■ **Direction**
Count the lines in the records below that contain the string "head", treating uppercase and lowercase as different. Reply with the number alone.

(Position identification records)

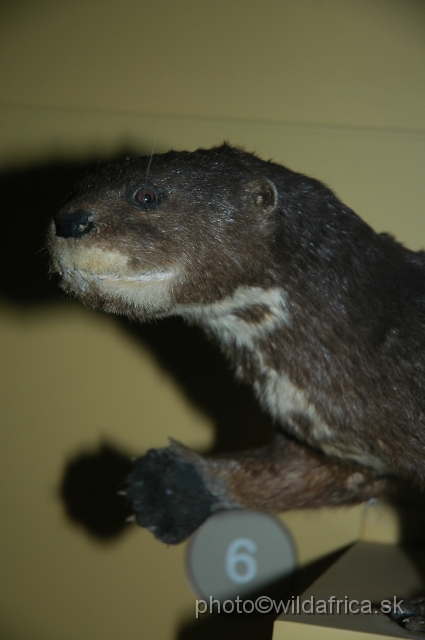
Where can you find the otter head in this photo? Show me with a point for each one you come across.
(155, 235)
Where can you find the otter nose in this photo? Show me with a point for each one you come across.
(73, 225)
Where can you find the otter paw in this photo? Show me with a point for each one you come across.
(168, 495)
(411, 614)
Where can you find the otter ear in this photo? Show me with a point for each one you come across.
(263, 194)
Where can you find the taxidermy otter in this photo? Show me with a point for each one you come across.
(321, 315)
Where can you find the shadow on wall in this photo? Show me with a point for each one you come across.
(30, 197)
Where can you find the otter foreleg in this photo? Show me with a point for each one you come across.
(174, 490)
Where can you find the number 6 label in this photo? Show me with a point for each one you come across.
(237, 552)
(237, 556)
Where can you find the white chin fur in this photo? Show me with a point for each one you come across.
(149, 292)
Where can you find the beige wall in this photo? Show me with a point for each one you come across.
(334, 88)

---

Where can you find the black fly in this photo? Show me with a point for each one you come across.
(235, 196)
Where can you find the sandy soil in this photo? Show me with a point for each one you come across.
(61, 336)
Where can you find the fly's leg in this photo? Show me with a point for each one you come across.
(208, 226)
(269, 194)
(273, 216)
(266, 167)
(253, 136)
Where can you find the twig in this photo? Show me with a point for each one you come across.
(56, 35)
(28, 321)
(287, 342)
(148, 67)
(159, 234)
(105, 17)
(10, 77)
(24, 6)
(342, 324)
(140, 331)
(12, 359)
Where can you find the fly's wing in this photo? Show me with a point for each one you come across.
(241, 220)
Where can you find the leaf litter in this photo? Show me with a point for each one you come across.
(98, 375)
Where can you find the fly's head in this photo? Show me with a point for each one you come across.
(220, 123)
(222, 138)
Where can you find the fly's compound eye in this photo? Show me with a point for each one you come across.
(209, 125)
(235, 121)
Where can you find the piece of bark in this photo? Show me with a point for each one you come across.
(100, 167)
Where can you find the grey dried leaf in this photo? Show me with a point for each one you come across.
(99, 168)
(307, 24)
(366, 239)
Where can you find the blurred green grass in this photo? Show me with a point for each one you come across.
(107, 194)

■ **Final result**
2